:: What you have to do ::
Which lines in the data below contain the word "stone"? Pull each of them out.

:: Data extracts ::
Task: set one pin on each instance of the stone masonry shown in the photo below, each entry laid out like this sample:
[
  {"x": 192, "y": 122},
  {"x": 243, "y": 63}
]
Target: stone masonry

:: Exercise output ::
Task: set one pin on each instance of the stone masonry shown in the photo below, each entry laid out like this sample:
Target: stone masonry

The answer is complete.